Arrange everything from the start of the records down to and including the line containing "192 126 L 194" as a Markdown table with the columns Row and Line, omitting blank lines.

— Begin Exercise material —

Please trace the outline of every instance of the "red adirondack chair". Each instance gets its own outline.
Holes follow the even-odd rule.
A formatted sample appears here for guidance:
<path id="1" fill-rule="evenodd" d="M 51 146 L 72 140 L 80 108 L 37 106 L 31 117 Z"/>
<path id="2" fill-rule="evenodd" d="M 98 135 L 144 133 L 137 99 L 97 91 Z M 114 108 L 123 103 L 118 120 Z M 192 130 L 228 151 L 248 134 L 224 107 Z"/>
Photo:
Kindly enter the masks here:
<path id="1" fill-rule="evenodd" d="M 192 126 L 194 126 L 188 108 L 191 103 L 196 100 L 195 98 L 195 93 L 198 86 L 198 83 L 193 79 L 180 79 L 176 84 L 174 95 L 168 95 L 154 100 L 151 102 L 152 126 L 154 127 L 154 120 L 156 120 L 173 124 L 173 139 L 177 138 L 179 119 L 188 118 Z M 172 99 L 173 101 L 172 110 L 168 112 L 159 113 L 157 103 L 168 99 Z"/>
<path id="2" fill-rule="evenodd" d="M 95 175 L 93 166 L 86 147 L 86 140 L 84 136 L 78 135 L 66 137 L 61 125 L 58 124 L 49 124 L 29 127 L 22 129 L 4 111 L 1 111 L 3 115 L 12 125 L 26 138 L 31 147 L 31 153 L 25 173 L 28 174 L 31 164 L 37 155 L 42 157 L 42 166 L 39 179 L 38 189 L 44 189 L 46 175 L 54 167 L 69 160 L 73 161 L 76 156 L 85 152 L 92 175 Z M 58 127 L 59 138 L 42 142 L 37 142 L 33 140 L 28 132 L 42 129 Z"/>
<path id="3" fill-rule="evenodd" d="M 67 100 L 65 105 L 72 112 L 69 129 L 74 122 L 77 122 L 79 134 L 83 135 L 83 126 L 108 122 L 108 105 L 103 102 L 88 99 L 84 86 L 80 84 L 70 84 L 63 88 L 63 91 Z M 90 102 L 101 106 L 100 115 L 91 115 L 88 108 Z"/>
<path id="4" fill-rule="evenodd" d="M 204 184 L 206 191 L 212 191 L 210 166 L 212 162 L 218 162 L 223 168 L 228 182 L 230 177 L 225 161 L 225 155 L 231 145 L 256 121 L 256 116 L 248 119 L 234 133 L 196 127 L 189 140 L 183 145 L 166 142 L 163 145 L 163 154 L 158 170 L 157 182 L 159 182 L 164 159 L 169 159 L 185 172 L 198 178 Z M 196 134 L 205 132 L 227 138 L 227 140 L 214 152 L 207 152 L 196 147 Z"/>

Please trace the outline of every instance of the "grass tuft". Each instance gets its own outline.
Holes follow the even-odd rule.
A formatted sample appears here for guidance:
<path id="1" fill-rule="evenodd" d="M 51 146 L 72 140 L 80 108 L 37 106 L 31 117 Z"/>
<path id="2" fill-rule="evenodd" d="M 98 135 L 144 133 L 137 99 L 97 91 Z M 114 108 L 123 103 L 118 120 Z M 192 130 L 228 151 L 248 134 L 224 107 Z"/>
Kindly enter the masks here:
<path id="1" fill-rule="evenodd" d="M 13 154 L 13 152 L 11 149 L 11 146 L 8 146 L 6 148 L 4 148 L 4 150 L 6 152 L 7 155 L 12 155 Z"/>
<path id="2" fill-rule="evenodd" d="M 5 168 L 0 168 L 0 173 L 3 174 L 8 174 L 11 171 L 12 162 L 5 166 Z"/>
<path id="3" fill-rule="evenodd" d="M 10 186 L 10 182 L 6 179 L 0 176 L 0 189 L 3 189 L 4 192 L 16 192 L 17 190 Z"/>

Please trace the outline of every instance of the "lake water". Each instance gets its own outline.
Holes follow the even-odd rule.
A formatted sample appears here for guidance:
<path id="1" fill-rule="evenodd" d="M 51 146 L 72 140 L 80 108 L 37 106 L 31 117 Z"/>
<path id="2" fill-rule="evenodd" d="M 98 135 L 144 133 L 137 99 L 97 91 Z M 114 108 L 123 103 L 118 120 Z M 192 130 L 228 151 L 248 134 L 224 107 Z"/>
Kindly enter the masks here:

— End Exercise material —

**Solution**
| Row | Line |
|---|---|
| 1 | Please trace the outline of every instance of the "red adirondack chair". Each instance gets its own outline. |
| 2 | Holes follow the even-odd rule. |
| 3 | A formatted sample appears here for guidance: |
| 4 | <path id="1" fill-rule="evenodd" d="M 51 146 L 72 140 L 80 108 L 37 106 L 31 117 Z"/> |
| 5 | <path id="2" fill-rule="evenodd" d="M 98 135 L 144 133 L 137 99 L 97 91 Z M 114 108 L 123 103 L 118 120 Z M 192 130 L 228 151 L 248 134 L 224 107 Z"/> |
| 6 | Photo: |
| 7 | Kindly enter the masks here: |
| 8 | <path id="1" fill-rule="evenodd" d="M 192 126 L 194 126 L 188 108 L 191 103 L 196 100 L 195 98 L 195 93 L 198 86 L 198 83 L 193 79 L 180 79 L 176 84 L 174 95 L 168 95 L 154 100 L 151 102 L 152 126 L 154 127 L 154 120 L 156 120 L 173 124 L 173 139 L 177 138 L 179 119 L 188 118 Z M 172 99 L 173 101 L 172 110 L 168 112 L 159 113 L 157 103 L 168 99 Z"/> |